From the entries below, copy out all lines holding "wall".
Records Start Marker
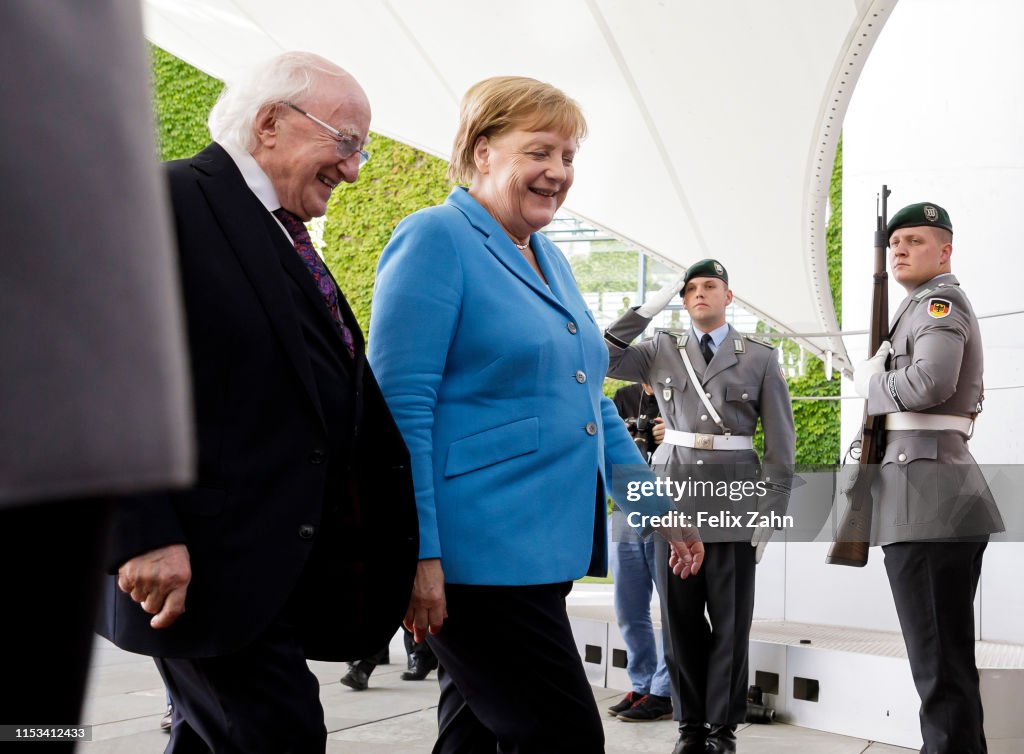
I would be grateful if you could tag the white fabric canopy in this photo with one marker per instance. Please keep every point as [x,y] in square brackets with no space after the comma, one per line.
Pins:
[713,124]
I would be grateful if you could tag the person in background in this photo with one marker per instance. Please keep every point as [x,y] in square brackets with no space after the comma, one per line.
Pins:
[298,540]
[713,385]
[493,366]
[933,509]
[634,573]
[93,382]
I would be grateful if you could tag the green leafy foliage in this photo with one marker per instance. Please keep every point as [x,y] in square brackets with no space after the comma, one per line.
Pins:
[360,216]
[182,98]
[399,180]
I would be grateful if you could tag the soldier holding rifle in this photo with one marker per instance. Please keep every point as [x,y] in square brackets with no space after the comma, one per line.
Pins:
[933,509]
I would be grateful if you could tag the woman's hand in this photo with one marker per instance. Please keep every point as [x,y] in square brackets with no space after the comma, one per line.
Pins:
[426,612]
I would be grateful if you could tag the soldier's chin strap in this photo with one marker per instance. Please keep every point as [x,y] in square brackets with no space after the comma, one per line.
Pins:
[700,391]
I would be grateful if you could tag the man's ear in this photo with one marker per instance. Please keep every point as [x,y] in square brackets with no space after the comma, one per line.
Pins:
[481,155]
[265,125]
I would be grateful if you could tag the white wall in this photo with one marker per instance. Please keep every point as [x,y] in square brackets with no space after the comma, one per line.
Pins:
[938,116]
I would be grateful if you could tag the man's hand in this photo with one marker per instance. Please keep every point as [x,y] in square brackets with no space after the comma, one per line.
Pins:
[426,605]
[158,580]
[876,365]
[657,431]
[686,550]
[659,299]
[760,540]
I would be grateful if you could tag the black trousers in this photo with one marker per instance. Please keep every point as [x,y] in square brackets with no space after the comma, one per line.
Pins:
[511,677]
[709,662]
[934,585]
[262,700]
[51,558]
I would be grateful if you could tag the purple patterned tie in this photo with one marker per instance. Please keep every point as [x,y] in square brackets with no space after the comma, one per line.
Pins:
[297,229]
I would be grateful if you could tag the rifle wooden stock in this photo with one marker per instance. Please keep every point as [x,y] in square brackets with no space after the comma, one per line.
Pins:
[853,536]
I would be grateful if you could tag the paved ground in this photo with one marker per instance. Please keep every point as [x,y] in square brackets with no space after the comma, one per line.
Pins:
[126,700]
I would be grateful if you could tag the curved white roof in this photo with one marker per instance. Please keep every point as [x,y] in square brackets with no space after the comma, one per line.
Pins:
[713,124]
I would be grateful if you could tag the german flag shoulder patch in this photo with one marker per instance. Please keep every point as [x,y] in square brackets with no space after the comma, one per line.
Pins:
[939,307]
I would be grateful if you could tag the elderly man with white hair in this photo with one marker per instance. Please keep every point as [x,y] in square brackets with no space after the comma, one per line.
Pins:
[269,559]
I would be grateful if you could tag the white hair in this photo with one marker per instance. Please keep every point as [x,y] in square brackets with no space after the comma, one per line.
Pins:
[289,77]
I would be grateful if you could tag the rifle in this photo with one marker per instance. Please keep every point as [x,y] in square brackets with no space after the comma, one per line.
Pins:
[854,533]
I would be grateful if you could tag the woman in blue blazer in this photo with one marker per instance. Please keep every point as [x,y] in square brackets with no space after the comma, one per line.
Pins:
[493,367]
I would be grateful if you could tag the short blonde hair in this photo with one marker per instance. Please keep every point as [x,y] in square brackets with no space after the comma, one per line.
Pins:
[502,103]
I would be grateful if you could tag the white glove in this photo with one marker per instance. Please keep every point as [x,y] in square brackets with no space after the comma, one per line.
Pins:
[657,301]
[760,540]
[876,365]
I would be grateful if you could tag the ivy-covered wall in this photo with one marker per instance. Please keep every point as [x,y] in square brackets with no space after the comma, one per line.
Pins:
[182,97]
[399,180]
[360,216]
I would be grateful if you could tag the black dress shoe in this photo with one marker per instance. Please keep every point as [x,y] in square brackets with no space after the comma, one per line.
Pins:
[648,709]
[355,679]
[625,703]
[722,739]
[421,667]
[167,719]
[692,739]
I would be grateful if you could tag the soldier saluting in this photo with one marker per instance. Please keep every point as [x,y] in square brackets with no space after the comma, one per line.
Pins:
[927,378]
[712,385]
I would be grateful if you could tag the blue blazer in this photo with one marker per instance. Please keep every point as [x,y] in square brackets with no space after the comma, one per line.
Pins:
[495,382]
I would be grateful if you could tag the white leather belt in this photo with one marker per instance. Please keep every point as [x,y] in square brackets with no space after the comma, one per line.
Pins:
[709,442]
[909,420]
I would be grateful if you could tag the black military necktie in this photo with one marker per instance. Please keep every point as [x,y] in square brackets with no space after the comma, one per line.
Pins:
[706,347]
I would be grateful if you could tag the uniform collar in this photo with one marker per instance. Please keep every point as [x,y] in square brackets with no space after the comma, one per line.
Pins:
[717,335]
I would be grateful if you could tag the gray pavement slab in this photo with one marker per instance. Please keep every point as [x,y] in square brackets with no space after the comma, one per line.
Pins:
[125,702]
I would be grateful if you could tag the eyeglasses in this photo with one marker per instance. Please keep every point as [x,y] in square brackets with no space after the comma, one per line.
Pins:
[346,144]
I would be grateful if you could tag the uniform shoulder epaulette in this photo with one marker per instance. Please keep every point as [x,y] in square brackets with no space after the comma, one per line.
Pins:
[760,340]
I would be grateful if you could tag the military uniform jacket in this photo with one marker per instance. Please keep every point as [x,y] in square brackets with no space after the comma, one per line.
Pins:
[742,382]
[929,486]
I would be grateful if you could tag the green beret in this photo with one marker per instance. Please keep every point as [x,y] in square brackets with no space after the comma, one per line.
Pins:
[924,213]
[706,268]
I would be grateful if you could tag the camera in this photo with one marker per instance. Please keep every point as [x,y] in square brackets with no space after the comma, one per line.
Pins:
[640,428]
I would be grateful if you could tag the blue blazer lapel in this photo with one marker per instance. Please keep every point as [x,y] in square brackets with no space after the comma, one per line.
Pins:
[233,206]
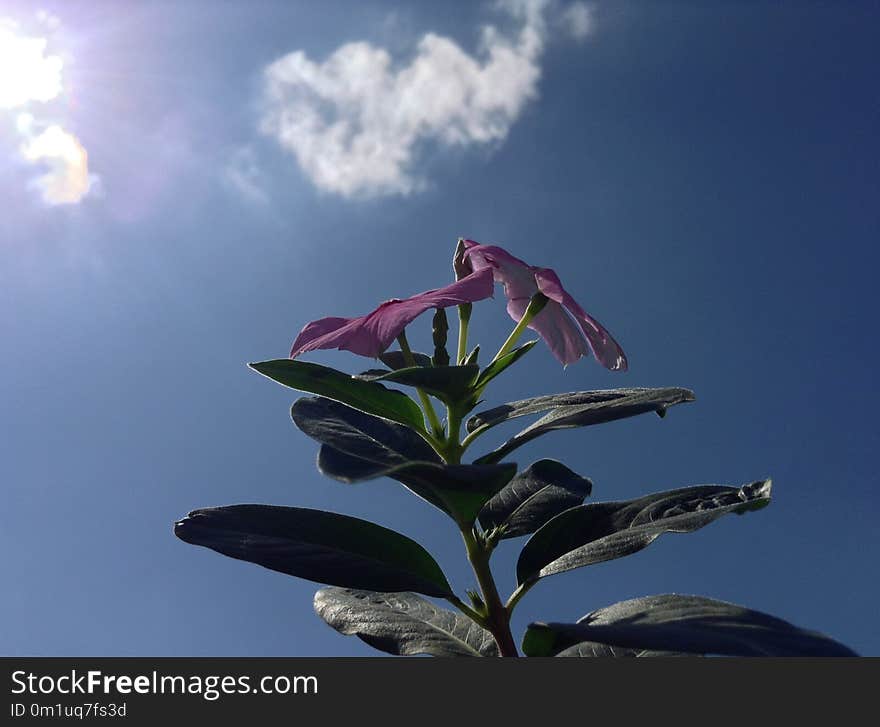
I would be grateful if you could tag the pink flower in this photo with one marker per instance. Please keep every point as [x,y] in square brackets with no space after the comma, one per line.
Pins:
[371,334]
[563,324]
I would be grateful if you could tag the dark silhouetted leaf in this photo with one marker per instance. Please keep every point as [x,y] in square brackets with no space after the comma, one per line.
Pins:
[538,493]
[440,327]
[496,367]
[402,623]
[450,384]
[458,490]
[396,359]
[603,531]
[362,395]
[576,409]
[589,650]
[686,624]
[316,545]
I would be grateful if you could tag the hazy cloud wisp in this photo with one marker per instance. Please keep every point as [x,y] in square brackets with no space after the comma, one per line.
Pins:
[29,76]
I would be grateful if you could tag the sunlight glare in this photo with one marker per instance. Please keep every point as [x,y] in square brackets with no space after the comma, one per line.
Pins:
[26,72]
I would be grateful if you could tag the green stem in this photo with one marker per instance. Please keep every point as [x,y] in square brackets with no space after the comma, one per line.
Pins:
[517,595]
[467,610]
[497,619]
[536,305]
[436,426]
[464,318]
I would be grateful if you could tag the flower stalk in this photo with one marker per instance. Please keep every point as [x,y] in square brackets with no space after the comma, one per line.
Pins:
[436,426]
[536,305]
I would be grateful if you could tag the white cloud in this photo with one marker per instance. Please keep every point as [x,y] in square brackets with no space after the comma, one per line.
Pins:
[355,122]
[578,19]
[67,180]
[27,73]
[30,78]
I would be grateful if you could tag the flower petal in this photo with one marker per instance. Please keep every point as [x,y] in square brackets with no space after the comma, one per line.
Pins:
[517,277]
[566,328]
[371,334]
[606,350]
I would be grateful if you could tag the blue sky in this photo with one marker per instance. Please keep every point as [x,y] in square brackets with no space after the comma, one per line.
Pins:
[703,176]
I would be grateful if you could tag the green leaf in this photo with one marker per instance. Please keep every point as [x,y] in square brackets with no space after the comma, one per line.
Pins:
[402,623]
[357,433]
[396,360]
[360,447]
[362,395]
[594,533]
[316,545]
[538,493]
[496,367]
[450,384]
[691,624]
[576,409]
[458,490]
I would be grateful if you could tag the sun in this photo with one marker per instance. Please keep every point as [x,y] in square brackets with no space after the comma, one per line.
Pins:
[27,73]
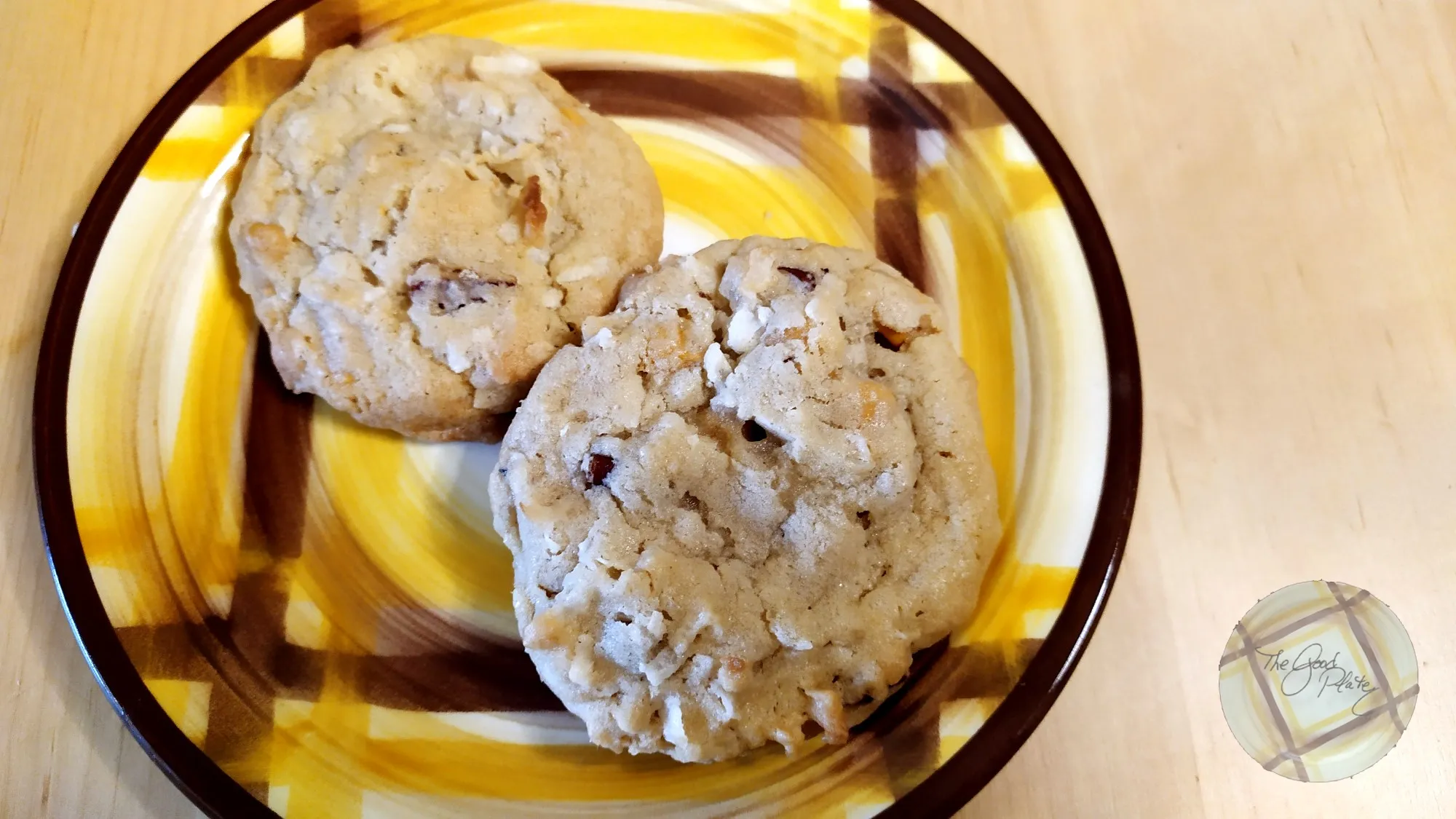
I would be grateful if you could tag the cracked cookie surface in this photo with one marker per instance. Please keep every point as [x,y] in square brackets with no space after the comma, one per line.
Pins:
[423,225]
[745,500]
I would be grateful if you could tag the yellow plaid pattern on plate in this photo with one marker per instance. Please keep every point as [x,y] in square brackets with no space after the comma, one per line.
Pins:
[1318,681]
[325,609]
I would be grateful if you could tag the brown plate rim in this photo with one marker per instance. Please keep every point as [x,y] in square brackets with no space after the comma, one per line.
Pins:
[949,787]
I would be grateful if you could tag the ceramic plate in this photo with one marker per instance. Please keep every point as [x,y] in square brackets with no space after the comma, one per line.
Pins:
[305,617]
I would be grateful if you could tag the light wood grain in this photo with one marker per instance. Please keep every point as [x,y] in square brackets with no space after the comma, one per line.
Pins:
[1278,178]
Records End Marker
▸ **Output of the task**
I would be grateful if you could tag the white wall in this photo with one marker per instance. Please keep every point as [x,y] in square brackets with no space after the comma, one per line.
I would be grateful if you could tag the ivy-covered wall in this photo with one marker per instance. Please keep every point as [x,y] in square brackets with no space after the comma, one per line.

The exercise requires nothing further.